Text -
====

Völlig unter ging die Frage, die doch am Anfang stehen muss, nämlich: Was genau ist überhaupt Sexismus? Offenbar ist das doch auch wieder einer dieser Begriffe, die überall rumschwirren und von denen jeder eine vage Vorstellung pflegt, aber fast keiner genau weiss, was sie eigentlich bedeuteten, so wie «Mutterliebe» oder «Geiselhaft». Deshalb, ganz allgemein: Unter Sexismus versteht man die soziokulturelle Konstruktion von Unterschieden zwischen Menschen aufgrund ihrer geschlechtlichen Identität und die daraus abgeleiteten Denkmuster und Handlungsweisen. Wir alle sind sexistisch. Die Frauenquote ist zum Beispiel in diesem Sinne sexistisch.

====

Bereitgestellte Daten -

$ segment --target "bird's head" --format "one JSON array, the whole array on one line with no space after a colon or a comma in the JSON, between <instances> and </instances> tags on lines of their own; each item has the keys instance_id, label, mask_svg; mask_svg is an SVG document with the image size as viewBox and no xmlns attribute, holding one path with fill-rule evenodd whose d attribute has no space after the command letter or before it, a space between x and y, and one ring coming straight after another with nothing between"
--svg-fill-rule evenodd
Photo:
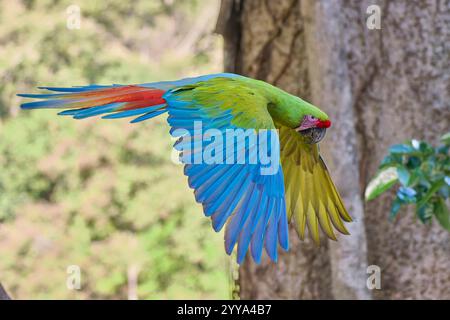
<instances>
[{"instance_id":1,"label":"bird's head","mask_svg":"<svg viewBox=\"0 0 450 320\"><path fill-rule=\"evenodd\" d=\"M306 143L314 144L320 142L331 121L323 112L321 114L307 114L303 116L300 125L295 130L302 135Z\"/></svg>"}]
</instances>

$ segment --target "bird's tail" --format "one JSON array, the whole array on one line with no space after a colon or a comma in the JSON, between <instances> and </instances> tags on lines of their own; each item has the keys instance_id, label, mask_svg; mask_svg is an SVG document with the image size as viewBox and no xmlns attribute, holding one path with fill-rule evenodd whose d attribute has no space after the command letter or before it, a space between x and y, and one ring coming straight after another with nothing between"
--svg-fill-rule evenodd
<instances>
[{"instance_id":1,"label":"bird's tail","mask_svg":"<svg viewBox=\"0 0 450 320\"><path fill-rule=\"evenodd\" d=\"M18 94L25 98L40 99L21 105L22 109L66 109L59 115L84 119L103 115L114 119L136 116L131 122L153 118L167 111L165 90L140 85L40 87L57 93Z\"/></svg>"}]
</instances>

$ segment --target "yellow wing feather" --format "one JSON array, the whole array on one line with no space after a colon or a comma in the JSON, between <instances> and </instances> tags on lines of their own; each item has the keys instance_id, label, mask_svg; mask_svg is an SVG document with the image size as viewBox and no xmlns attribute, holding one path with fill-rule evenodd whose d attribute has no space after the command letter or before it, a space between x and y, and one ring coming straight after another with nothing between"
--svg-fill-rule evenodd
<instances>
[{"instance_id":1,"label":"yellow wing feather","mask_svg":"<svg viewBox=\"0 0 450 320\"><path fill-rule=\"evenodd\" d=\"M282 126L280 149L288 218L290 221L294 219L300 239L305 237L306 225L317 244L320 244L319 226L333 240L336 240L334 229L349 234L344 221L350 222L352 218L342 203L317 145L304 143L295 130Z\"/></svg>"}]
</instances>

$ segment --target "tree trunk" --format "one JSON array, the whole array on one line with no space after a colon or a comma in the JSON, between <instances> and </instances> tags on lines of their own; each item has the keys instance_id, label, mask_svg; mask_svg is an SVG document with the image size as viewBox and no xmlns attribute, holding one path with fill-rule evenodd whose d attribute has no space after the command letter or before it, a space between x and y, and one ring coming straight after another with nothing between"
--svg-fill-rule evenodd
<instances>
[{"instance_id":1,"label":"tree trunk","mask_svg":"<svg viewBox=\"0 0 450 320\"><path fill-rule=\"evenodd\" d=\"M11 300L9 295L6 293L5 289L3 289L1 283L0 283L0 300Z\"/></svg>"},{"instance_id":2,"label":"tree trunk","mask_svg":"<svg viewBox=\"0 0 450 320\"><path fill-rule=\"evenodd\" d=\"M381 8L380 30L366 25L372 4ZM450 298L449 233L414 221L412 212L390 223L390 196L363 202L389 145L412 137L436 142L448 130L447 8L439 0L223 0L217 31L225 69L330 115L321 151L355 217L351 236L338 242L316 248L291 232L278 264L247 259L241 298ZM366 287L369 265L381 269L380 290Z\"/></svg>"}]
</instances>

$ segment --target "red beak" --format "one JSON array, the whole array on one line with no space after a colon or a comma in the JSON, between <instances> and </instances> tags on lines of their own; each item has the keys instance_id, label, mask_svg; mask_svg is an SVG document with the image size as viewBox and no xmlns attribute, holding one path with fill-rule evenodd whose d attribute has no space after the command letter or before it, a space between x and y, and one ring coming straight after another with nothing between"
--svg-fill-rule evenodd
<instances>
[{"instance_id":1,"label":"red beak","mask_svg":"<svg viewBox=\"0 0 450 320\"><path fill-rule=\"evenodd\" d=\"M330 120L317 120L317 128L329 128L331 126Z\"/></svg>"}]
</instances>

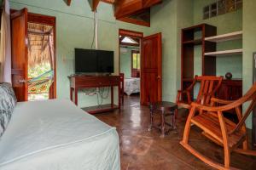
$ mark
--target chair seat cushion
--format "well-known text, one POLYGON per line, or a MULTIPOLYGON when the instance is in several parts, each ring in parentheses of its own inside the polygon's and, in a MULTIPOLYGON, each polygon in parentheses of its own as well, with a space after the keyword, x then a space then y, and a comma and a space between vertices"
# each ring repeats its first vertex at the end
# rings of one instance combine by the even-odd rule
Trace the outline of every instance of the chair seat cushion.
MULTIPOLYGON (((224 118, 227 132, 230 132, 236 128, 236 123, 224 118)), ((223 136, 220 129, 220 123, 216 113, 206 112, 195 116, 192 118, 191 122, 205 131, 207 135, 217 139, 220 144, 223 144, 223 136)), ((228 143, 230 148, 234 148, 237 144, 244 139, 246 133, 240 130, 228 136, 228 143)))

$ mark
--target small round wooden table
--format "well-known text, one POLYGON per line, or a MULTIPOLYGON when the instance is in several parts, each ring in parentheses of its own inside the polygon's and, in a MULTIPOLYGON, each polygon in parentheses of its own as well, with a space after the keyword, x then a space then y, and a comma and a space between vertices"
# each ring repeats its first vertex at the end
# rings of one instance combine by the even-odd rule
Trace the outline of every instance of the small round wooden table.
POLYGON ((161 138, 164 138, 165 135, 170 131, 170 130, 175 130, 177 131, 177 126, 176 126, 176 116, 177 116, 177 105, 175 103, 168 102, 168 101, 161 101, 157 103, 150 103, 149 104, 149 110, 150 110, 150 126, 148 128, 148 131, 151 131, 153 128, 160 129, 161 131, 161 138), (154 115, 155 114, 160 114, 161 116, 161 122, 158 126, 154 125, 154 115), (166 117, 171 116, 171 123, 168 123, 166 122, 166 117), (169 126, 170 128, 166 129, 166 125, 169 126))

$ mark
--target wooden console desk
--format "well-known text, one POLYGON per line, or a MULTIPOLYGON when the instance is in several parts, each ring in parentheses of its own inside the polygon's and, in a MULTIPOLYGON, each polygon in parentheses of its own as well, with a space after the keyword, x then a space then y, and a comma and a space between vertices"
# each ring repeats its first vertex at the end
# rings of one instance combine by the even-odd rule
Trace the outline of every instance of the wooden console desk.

====

Aufgabe -
Setze den Text über Sexismus nach seinem letzten Satz fort. Die Zeilen sind eigenständiges Material und gehören nicht zum Text.

Antwort -
In unserer hochfragmentierten Gesellschaft leben im Idealzustand sämtliche Abteilungen friedlich zusammen und helfen sich gegenseitig bei Einrichtungsfragen. Tatsächlich jedoch orientieren wir alle uns in unserem Denken und Handeln an mehr oder weniger rigiden Klischeevorstellungen über soziale Milieus und Kohorten, ob wir ihnen nun selbst angehören oder nicht. Üblicherweise aber wird Sexismus erst dann als problematisch empfunden, wenn eine Gruppe infolge der stereotypen Merkmalszuschreibungen aufgrund ihrer mutmasslichen Geschlechtsidentität benachteiligt wird. Und hier sind wir längst hinaus über den, wenn Sie so wollen, klassischen Sexismus (= heterosexuelle Männer diskriminieren heterosexuelle Frauen). Es gibt ja auch noch faszinierende Zwischenstufen wie Judith Butler, die mich persönlich immer an den gebeutelten älteren Bruder von Rainer Brüderle erinnert (von dem ich gar nicht weiss, ob er überhaupt existiert) und quasi überall den Terror der Heteronormativität am Werke sieht, also die repressive Dominanz heterosexistischer Geschlechternormen.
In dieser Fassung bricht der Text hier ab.